### INSTRUCTIONS TO FOLLOW
Pick each line containing "hair" out of the records.

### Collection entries
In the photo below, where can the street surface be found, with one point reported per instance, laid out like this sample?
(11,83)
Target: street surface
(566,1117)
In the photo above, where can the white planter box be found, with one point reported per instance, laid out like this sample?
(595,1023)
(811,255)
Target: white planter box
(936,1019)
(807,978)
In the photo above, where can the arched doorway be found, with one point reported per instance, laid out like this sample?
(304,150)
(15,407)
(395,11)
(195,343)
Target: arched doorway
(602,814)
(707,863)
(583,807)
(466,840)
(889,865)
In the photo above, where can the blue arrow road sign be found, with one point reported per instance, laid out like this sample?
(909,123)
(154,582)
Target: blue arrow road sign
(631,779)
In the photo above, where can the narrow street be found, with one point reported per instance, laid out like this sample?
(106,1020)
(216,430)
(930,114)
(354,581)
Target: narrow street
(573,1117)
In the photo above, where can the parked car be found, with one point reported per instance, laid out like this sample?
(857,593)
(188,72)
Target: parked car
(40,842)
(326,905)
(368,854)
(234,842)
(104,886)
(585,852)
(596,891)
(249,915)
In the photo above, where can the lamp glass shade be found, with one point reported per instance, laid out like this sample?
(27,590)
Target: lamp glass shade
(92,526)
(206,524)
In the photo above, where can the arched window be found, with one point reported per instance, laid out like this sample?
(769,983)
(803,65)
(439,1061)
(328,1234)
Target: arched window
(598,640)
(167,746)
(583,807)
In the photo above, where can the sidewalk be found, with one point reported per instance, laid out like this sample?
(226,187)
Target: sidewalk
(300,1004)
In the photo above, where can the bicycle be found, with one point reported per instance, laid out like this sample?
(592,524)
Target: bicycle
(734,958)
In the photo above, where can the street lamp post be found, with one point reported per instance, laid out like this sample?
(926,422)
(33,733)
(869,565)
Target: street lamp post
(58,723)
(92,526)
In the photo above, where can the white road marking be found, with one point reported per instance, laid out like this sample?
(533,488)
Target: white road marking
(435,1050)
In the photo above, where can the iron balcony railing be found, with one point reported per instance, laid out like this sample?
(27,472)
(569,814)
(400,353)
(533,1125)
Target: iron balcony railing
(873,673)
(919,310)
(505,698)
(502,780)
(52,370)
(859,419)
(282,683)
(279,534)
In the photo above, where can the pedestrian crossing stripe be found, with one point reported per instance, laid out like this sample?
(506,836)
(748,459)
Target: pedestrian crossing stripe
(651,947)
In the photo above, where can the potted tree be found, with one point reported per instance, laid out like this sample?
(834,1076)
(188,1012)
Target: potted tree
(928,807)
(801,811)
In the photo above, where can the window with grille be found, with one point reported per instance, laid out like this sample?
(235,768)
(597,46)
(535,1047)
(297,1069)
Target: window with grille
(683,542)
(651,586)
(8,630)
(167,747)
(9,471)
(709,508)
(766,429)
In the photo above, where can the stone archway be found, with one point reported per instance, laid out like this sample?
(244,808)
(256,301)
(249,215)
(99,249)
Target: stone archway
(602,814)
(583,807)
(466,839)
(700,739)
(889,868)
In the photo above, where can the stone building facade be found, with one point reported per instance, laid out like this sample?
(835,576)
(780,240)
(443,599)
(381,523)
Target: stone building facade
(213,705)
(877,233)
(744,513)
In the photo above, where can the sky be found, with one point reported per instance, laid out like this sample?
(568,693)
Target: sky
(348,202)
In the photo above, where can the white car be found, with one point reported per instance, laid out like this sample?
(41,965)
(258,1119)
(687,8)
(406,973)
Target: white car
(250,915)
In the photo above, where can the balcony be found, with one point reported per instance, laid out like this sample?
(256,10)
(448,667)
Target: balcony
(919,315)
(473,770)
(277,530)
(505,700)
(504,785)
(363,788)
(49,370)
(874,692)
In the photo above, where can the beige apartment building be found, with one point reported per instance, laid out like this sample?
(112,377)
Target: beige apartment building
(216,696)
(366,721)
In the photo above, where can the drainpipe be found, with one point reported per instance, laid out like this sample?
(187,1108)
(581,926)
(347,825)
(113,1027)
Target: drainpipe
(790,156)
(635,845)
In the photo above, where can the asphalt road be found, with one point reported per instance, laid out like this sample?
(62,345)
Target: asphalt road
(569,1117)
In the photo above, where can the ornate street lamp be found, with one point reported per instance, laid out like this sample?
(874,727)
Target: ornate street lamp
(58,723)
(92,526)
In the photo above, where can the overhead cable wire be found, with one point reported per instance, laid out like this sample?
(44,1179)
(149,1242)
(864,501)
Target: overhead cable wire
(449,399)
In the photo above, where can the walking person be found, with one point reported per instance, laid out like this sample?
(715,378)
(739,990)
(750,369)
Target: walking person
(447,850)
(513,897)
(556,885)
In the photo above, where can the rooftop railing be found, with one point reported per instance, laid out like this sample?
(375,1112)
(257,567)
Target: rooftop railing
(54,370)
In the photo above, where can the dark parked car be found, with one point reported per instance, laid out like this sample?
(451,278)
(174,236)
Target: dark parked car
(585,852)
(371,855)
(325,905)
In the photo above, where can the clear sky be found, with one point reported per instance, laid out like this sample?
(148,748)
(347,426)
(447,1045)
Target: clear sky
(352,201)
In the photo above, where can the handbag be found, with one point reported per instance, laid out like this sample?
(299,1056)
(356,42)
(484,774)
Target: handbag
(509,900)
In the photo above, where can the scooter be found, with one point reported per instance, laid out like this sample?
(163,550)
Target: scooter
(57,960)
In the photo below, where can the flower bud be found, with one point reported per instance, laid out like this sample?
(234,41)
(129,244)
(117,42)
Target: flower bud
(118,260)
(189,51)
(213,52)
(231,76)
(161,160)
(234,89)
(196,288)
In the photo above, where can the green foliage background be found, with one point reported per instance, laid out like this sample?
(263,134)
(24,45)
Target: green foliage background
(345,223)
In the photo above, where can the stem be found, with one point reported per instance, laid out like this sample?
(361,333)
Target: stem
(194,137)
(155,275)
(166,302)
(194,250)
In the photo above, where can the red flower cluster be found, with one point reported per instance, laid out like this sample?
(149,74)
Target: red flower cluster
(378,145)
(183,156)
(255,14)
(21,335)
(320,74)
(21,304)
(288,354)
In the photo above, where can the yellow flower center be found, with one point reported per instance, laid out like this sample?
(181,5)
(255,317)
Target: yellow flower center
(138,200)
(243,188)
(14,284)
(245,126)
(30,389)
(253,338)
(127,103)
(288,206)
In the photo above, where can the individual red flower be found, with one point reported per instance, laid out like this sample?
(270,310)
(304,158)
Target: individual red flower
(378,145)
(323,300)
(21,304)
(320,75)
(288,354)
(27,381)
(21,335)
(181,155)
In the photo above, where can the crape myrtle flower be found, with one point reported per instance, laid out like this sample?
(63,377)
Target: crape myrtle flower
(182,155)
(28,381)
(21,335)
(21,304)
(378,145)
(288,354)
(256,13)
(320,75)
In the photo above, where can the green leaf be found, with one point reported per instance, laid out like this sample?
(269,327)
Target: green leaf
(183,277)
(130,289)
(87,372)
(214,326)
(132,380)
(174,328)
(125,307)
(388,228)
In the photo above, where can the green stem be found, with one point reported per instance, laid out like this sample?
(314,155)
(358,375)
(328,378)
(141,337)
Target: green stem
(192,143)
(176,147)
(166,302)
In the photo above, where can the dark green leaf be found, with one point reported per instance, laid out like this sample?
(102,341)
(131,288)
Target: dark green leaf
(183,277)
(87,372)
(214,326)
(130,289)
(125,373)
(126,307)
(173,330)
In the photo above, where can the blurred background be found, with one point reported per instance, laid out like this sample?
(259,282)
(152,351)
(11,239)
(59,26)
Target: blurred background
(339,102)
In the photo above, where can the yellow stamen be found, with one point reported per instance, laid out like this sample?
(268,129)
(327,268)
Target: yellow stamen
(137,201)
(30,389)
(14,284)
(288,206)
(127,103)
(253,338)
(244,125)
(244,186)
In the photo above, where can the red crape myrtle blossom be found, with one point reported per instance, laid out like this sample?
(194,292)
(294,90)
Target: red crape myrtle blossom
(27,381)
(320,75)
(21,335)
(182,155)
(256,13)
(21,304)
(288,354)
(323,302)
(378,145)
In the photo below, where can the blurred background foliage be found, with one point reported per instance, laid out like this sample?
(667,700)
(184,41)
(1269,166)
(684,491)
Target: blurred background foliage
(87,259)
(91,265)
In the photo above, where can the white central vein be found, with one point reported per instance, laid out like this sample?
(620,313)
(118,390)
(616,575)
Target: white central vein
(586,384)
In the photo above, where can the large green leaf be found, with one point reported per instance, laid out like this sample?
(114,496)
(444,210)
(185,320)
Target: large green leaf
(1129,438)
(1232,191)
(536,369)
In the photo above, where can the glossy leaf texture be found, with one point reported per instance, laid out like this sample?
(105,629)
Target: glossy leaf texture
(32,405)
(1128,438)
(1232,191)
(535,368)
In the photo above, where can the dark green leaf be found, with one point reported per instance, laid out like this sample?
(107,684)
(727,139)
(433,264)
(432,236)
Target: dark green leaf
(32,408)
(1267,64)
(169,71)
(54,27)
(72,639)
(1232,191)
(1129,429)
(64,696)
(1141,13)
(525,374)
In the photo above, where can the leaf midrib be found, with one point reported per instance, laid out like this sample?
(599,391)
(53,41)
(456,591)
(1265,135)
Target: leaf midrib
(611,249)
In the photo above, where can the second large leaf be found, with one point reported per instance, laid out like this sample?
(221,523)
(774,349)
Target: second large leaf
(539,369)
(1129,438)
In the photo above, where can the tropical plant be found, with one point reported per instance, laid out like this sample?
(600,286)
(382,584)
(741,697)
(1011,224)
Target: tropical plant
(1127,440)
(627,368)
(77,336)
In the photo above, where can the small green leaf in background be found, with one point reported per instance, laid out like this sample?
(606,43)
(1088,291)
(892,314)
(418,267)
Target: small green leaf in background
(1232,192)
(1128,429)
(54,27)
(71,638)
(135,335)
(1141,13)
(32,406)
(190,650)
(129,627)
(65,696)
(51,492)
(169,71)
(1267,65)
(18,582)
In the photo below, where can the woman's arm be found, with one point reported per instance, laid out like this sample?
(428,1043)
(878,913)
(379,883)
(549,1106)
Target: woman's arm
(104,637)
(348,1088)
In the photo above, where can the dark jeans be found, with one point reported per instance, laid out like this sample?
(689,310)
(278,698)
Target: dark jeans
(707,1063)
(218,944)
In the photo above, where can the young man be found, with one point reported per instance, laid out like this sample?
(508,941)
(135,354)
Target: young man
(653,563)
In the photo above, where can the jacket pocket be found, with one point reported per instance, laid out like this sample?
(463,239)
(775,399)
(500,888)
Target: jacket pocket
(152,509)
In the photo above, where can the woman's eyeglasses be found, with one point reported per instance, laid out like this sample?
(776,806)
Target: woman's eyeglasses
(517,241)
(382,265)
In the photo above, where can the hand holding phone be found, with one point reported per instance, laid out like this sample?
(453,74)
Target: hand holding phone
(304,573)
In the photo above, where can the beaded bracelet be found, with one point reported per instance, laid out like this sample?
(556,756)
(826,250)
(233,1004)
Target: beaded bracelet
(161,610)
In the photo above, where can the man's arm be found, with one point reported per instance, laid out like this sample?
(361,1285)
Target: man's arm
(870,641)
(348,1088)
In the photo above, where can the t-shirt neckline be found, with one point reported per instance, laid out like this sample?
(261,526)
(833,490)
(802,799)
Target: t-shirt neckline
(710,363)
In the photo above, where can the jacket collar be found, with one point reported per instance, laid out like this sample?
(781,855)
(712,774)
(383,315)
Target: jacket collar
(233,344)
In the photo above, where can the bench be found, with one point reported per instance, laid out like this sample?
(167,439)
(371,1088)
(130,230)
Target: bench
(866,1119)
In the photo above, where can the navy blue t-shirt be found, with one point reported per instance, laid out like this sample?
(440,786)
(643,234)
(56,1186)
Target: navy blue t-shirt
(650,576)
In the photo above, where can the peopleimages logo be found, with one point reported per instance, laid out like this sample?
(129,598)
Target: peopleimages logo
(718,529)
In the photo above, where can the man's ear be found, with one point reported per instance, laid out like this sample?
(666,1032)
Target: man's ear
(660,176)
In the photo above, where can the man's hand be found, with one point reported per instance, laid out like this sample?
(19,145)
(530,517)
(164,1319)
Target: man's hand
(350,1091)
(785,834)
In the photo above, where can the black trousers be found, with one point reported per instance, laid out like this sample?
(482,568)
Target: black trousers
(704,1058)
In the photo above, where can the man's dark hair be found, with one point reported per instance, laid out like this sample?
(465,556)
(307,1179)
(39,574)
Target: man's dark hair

### WRITTEN SOLUTION
In the photo above, where can the man's dark hair be found, with one point reported per instance, laid out like this sample?
Target: man's dark hair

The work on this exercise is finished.